* Begin Passage to read *

There is a fundamental difference with the proposal here and alias 
scopes that is not
"indirection through metadata". `!nocapture` +
`"nocapture_use"` are
independent of the
surrounding. This is crucial because it avoids the scaling problem that 
comes with the
bidirectional approach of `noalias.scopes` + `!noalias` metadata. As 
part of the Fortran
alias discussions and the AA monthly working group, we have seen how 
problematic large
amounts of `noalias` metadata can be. You basically start listing edges 
in your
alias/dependence graph at some point. We are looking at alternative 
solutions but those
are so far unrelated to he use case that is discussed here.

>> Given an escape analysis you might be interested in the same use case.
A pointer is stored but you can
>> see from the uses of the stored-to location that it does not escape. As
you pointed out, if those uses
>> are non-calls we cannot attach "nocapture_use" for now, which
is a problem. On the other hand, if they
>> are in the same function, we could forward the pointer and eliminate
the load, or the memory is already
>> aliasing something and it is unclear how much we can deduce anyway.
> The unfortunately property of this approach is that we can’t simply compute
the analysis and annotate the
> IR with the results. First we need to shape the IR in the way so we can
attach the results of the analysis.

* End Passage to read *

**Problem to work on:** According to the discussion above, what problem comes with the bidirectional approach of `noalias.scopes` + `!noalias` metadata?

* Begin Extracted information *

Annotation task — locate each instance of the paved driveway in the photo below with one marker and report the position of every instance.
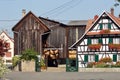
(63, 76)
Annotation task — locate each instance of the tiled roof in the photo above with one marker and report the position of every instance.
(98, 33)
(92, 22)
(116, 19)
(78, 22)
(89, 23)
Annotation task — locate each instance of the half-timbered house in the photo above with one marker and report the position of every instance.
(10, 53)
(101, 39)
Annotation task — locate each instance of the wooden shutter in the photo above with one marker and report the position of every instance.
(101, 26)
(109, 25)
(96, 58)
(110, 40)
(114, 57)
(88, 41)
(85, 58)
(100, 40)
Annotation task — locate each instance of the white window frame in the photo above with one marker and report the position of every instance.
(91, 58)
(94, 41)
(116, 40)
(105, 26)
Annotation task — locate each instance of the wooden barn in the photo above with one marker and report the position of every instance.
(29, 33)
(57, 37)
(49, 38)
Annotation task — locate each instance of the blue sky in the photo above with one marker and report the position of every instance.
(81, 10)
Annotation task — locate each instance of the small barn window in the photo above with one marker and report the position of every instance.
(116, 40)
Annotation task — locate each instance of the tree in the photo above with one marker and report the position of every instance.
(3, 69)
(117, 3)
(4, 47)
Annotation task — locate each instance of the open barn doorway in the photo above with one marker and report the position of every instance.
(51, 57)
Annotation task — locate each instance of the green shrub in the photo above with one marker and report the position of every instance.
(90, 64)
(29, 54)
(105, 60)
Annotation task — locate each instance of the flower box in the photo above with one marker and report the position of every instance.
(94, 46)
(114, 46)
(104, 31)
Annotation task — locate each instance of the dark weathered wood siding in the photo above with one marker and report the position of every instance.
(27, 35)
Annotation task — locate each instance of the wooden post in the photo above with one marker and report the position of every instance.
(66, 42)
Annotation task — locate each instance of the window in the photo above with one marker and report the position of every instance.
(95, 41)
(91, 58)
(118, 57)
(105, 26)
(116, 40)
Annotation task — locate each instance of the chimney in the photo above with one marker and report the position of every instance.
(23, 12)
(95, 17)
(112, 11)
(119, 15)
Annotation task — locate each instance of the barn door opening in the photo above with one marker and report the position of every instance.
(52, 58)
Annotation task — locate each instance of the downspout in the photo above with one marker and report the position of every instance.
(18, 40)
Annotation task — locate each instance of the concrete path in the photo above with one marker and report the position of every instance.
(63, 76)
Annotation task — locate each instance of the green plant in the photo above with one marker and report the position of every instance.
(15, 60)
(42, 62)
(91, 64)
(105, 60)
(3, 69)
(29, 54)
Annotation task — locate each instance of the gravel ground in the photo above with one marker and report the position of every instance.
(63, 76)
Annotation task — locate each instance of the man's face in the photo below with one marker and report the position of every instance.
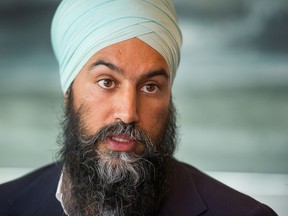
(129, 82)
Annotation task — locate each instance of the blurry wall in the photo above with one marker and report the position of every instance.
(231, 90)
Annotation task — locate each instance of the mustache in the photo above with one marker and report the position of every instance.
(120, 128)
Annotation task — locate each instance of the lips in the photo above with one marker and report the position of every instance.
(120, 143)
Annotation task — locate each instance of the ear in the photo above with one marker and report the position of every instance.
(67, 96)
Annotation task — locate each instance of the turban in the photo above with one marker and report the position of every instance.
(80, 28)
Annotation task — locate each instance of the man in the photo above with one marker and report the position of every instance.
(117, 63)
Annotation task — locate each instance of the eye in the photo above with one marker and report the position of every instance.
(106, 83)
(150, 88)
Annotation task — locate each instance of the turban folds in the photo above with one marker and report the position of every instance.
(80, 28)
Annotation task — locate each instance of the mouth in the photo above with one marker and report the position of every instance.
(120, 143)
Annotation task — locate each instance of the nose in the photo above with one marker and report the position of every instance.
(126, 108)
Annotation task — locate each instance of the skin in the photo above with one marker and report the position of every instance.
(128, 81)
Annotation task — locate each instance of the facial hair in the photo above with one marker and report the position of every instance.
(109, 182)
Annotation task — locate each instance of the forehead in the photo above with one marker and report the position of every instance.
(130, 53)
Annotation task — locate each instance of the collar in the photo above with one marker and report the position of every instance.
(36, 195)
(183, 197)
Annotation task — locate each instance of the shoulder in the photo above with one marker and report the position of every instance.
(218, 198)
(31, 190)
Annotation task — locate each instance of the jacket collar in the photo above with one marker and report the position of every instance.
(39, 193)
(183, 198)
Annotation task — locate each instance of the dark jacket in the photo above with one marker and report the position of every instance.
(192, 193)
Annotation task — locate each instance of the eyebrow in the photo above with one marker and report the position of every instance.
(113, 67)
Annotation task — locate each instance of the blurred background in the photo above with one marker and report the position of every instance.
(231, 92)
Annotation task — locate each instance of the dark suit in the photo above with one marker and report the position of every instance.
(192, 193)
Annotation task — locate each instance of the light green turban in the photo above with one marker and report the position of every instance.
(80, 28)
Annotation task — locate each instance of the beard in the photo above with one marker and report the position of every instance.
(110, 182)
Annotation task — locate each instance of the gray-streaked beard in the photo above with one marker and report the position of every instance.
(109, 182)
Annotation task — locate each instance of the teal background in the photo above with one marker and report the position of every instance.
(231, 92)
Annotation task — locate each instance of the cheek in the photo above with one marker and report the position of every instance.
(153, 120)
(96, 114)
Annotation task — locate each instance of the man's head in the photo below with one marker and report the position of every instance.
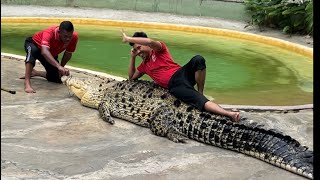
(143, 51)
(65, 31)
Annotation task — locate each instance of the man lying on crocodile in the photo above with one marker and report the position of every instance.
(158, 63)
(146, 104)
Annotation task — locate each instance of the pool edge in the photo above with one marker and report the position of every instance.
(250, 108)
(297, 48)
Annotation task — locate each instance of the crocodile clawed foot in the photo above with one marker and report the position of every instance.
(109, 120)
(177, 138)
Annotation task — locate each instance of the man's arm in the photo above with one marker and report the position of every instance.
(155, 45)
(133, 73)
(48, 56)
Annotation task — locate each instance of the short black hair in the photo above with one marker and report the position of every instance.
(66, 25)
(139, 34)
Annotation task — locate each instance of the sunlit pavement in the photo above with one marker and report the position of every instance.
(49, 135)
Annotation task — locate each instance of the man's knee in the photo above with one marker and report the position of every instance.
(53, 77)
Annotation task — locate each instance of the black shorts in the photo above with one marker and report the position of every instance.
(33, 53)
(181, 84)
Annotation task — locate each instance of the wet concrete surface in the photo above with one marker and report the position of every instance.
(50, 135)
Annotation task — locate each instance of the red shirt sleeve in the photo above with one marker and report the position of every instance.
(46, 38)
(73, 43)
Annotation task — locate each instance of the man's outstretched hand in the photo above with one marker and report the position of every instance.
(124, 36)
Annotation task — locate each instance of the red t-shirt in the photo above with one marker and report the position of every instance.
(50, 38)
(160, 66)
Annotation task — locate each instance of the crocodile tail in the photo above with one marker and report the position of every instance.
(267, 145)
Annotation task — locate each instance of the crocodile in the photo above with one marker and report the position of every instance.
(148, 105)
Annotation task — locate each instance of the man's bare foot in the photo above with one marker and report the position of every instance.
(29, 90)
(33, 73)
(235, 116)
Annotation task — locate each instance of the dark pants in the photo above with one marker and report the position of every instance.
(181, 84)
(33, 53)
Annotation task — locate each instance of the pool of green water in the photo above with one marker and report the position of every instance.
(238, 71)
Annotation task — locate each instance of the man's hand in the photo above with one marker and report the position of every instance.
(124, 36)
(63, 71)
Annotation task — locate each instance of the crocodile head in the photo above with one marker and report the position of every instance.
(89, 90)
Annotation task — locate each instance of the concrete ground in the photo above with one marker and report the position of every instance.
(49, 135)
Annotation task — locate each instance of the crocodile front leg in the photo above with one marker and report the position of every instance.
(105, 112)
(162, 124)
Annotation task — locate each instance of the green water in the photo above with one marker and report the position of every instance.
(238, 71)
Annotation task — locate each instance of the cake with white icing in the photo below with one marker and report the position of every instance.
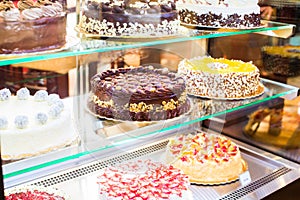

* End Extracted information *

**Exercise response:** A scaling problem.